**TASK TO CARRY OUT**
Could you write out the passage from the seminar abstract word for word, from "Constraints on entropies constitute" up to and including "open to date."?

**PASSAGE GIVEN**
*-*-*
Phokion G. Kolaitis, Andrej E. Romashchenko, Milan Studený, Dan Suciu, and Tobias A. Boege. Algorithmic Aspects of Information Theory (Dagstuhl Seminar 22301). In Dagstuhl Reports, Volume 12, Issue 7, pp. 180-204, Schloss Dagstuhl – Leibniz-Zentrum für Informatik (2023) https://doi.org/10.4230/DagRep.12.7.180

Abstract

This report documents the program and the outcomes of Dagstuhl Seminar 22301 "Algorithmic Aspects of Information Theory". 
Constraints on entropies constitute the "laws of information theory". These constraints go well beyond Shannon’s basic information inequalities, as they include not only information inequalities that cannot be derived from Shannon’s basic inequalities, but also conditional inequalities and disjunctive inequalities that are valid for all entropic functions. There is an extensive body of research on constraints on entropies and their applications to different areas of mathematics and computer science. So far, however, little progress has been made on the algorithmic aspects of information theory. In fact, even fundamental questions about the decidability of information inequalities and their variants have remained open to date.
*-*-*
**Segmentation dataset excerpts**

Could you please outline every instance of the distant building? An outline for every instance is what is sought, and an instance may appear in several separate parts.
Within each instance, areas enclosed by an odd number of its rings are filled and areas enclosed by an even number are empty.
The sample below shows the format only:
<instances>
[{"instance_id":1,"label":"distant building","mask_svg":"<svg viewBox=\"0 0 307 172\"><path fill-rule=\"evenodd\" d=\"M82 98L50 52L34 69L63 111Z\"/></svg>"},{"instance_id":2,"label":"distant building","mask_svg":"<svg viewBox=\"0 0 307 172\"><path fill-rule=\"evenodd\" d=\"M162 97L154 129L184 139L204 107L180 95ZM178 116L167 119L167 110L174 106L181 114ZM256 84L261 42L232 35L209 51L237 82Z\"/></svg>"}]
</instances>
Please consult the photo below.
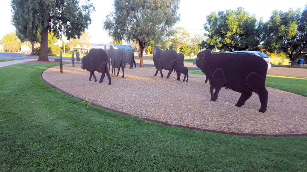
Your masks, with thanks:
<instances>
[{"instance_id":1,"label":"distant building","mask_svg":"<svg viewBox=\"0 0 307 172\"><path fill-rule=\"evenodd\" d=\"M107 48L107 49L110 48L110 45L112 46L113 47L113 49L122 49L122 48L124 48L126 50L131 50L134 48L134 46L131 46L131 45L115 45L113 44L102 43L91 43L91 45L89 47L87 48L86 48L86 49L90 50L92 48L102 48L104 50L104 46L105 46Z\"/></svg>"}]
</instances>

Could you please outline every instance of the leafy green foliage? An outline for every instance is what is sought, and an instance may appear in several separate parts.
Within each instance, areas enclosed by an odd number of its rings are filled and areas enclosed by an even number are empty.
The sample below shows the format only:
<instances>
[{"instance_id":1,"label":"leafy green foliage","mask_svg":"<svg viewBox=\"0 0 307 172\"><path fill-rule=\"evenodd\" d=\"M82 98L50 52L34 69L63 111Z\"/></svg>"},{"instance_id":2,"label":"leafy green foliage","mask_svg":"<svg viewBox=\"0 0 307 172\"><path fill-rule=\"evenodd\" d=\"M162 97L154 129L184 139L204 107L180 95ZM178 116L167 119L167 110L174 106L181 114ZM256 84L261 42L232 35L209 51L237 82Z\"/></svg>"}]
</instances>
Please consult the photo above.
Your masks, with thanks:
<instances>
[{"instance_id":1,"label":"leafy green foliage","mask_svg":"<svg viewBox=\"0 0 307 172\"><path fill-rule=\"evenodd\" d=\"M57 45L52 45L48 47L49 54L52 56L60 54L60 50L61 48Z\"/></svg>"},{"instance_id":2,"label":"leafy green foliage","mask_svg":"<svg viewBox=\"0 0 307 172\"><path fill-rule=\"evenodd\" d=\"M3 36L2 42L3 50L9 52L16 52L20 48L21 43L15 33L12 32L7 33Z\"/></svg>"},{"instance_id":3,"label":"leafy green foliage","mask_svg":"<svg viewBox=\"0 0 307 172\"><path fill-rule=\"evenodd\" d=\"M259 32L257 19L241 7L217 13L211 12L207 16L204 25L208 37L200 47L212 50L222 51L245 50L258 46Z\"/></svg>"},{"instance_id":4,"label":"leafy green foliage","mask_svg":"<svg viewBox=\"0 0 307 172\"><path fill-rule=\"evenodd\" d=\"M42 72L56 65L0 68L0 172L307 168L306 137L232 136L167 127L120 114L42 82Z\"/></svg>"},{"instance_id":5,"label":"leafy green foliage","mask_svg":"<svg viewBox=\"0 0 307 172\"><path fill-rule=\"evenodd\" d=\"M176 30L174 38L171 39L171 46L172 49L179 53L180 47L188 45L188 43L190 40L190 33L182 27L176 27Z\"/></svg>"},{"instance_id":6,"label":"leafy green foliage","mask_svg":"<svg viewBox=\"0 0 307 172\"><path fill-rule=\"evenodd\" d=\"M284 53L292 66L307 51L307 5L305 7L302 12L292 9L285 13L274 11L263 26L264 48L270 52Z\"/></svg>"},{"instance_id":7,"label":"leafy green foliage","mask_svg":"<svg viewBox=\"0 0 307 172\"><path fill-rule=\"evenodd\" d=\"M64 35L69 39L79 38L91 23L94 10L90 0L12 0L12 21L24 39L37 41L41 38L39 61L48 61L48 32L57 36Z\"/></svg>"},{"instance_id":8,"label":"leafy green foliage","mask_svg":"<svg viewBox=\"0 0 307 172\"><path fill-rule=\"evenodd\" d=\"M103 28L115 40L137 42L140 64L149 42L156 45L173 33L172 27L179 20L179 0L115 0L115 11L107 15Z\"/></svg>"}]
</instances>

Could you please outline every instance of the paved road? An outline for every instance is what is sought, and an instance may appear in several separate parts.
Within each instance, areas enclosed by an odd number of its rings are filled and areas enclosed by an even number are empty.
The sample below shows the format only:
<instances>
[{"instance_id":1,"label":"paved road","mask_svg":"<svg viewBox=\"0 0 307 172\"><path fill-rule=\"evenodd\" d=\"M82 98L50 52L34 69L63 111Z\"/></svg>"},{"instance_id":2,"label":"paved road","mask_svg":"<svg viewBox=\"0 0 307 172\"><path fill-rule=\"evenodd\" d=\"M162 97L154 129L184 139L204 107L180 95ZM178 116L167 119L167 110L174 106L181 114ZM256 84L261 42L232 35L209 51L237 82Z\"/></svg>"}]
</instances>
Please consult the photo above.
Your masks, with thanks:
<instances>
[{"instance_id":1,"label":"paved road","mask_svg":"<svg viewBox=\"0 0 307 172\"><path fill-rule=\"evenodd\" d=\"M53 61L55 58L59 58L58 57L54 57L49 56L48 57L48 58L49 61ZM37 60L38 59L38 57L37 56L31 56L30 55L29 53L0 53L0 59L1 58L20 58L22 59L36 59ZM63 57L63 60L71 61L71 58L70 57ZM80 58L80 60L81 60L82 58ZM77 59L76 58L75 58L75 61L76 62ZM136 63L137 66L140 66L140 60L136 59L135 62ZM8 62L8 63L9 63ZM154 67L154 61L152 60L144 60L143 63L144 65L149 67ZM15 63L16 64L16 63ZM199 68L196 67L196 65L194 65L193 63L191 62L185 62L185 66L186 66L188 69L190 70L200 70Z\"/></svg>"},{"instance_id":2,"label":"paved road","mask_svg":"<svg viewBox=\"0 0 307 172\"><path fill-rule=\"evenodd\" d=\"M1 58L20 58L21 60L14 60L0 63L0 67L11 64L21 63L27 61L37 60L38 57L37 56L31 56L29 53L0 53L0 59ZM53 61L55 58L59 58L58 57L49 56L49 60ZM81 58L82 59L82 58ZM70 57L63 57L63 60L71 61L72 58ZM77 60L75 58L75 62ZM140 65L140 60L136 59L135 62L137 66ZM154 62L152 60L144 60L143 61L144 65L146 66L154 67ZM185 66L190 70L200 70L191 62L185 62ZM273 67L268 70L267 74L273 75L289 76L307 78L307 69L296 68L281 68Z\"/></svg>"}]
</instances>

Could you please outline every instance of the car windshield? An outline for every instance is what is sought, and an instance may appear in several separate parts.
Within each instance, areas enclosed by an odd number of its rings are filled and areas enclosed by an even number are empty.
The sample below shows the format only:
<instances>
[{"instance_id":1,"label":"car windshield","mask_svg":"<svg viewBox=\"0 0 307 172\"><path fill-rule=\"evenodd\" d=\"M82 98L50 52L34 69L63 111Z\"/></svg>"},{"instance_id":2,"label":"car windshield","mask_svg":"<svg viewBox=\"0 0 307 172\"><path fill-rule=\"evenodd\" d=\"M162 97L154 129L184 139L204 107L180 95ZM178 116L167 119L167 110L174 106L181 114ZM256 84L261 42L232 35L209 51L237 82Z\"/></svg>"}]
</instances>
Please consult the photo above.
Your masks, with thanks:
<instances>
[{"instance_id":1,"label":"car windshield","mask_svg":"<svg viewBox=\"0 0 307 172\"><path fill-rule=\"evenodd\" d=\"M266 55L266 54L262 52L258 53L258 54L259 54L260 57L262 57L262 58L269 58L269 56Z\"/></svg>"}]
</instances>

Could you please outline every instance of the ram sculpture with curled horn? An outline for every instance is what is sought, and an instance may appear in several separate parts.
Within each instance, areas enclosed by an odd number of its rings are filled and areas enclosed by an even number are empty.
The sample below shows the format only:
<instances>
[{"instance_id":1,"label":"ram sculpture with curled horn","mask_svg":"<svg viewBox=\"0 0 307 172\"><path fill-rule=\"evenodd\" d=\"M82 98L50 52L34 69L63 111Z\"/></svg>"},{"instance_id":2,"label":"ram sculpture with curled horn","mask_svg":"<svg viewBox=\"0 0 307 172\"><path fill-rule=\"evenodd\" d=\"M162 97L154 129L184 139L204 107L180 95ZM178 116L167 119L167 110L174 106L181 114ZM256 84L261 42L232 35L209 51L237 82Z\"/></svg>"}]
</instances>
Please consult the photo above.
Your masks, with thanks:
<instances>
[{"instance_id":1,"label":"ram sculpture with curled horn","mask_svg":"<svg viewBox=\"0 0 307 172\"><path fill-rule=\"evenodd\" d=\"M212 54L207 50L199 53L193 63L206 75L206 82L210 81L211 101L216 100L221 88L225 87L241 93L235 105L241 107L253 92L258 94L261 104L258 111L266 110L268 94L265 83L267 64L262 58L251 54Z\"/></svg>"}]
</instances>

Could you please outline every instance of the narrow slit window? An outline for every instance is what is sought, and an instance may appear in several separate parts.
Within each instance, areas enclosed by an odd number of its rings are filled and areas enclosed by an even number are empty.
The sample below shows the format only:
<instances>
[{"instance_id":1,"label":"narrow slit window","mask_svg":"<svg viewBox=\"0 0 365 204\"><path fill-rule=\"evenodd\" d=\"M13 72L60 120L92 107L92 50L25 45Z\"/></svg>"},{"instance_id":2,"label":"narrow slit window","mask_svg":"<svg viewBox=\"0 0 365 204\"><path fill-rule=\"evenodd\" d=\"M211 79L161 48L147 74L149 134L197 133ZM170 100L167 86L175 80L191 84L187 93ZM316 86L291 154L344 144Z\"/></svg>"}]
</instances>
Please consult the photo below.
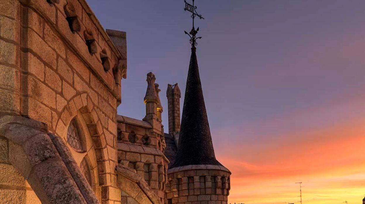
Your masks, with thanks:
<instances>
[{"instance_id":1,"label":"narrow slit window","mask_svg":"<svg viewBox=\"0 0 365 204\"><path fill-rule=\"evenodd\" d=\"M71 121L67 130L67 142L77 151L83 151L80 131L74 119Z\"/></svg>"},{"instance_id":2,"label":"narrow slit window","mask_svg":"<svg viewBox=\"0 0 365 204\"><path fill-rule=\"evenodd\" d=\"M82 173L85 176L86 180L89 182L89 184L91 186L91 173L90 173L90 168L89 167L89 164L88 162L84 158L82 161L81 162L81 164L80 165L80 168L81 169Z\"/></svg>"}]
</instances>

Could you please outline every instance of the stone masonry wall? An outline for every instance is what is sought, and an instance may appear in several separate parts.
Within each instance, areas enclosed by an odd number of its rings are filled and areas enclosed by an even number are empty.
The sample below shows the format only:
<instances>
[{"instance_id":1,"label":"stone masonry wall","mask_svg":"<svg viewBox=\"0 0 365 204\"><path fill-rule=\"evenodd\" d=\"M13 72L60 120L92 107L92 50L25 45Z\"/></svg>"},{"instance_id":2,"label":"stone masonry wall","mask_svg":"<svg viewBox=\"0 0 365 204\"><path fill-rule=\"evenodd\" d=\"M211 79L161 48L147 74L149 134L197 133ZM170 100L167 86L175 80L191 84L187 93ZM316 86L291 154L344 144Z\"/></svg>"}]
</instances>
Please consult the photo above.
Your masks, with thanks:
<instances>
[{"instance_id":1,"label":"stone masonry wall","mask_svg":"<svg viewBox=\"0 0 365 204\"><path fill-rule=\"evenodd\" d=\"M168 172L168 203L227 204L231 173L211 165L189 165Z\"/></svg>"},{"instance_id":2,"label":"stone masonry wall","mask_svg":"<svg viewBox=\"0 0 365 204\"><path fill-rule=\"evenodd\" d=\"M159 145L162 136L147 122L121 116L118 119L118 163L135 170L164 203L169 162Z\"/></svg>"},{"instance_id":3,"label":"stone masonry wall","mask_svg":"<svg viewBox=\"0 0 365 204\"><path fill-rule=\"evenodd\" d=\"M0 114L44 123L65 143L70 122L81 118L94 190L103 203L120 203L116 108L126 59L85 1L0 0Z\"/></svg>"}]
</instances>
*-*-*
**RESPONSE TO THIS EXERCISE**
Constraints on entropies constitute the "laws of information theory". These constraints go well beyond Shannon’s basic information inequalities, as they include not only information inequalities that cannot be derived from Shannon’s basic inequalities, but also conditional inequalities and disjunctive inequalities that are valid for all entropic functions. There is an extensive body of research on constraints on entropies and their applications to different areas of mathematics and computer science. So far, however, little progress has been made on the algorithmic aspects of information theory. In fact, even fundamental questions about the decidability of information inequalities and their variants have remained open to date.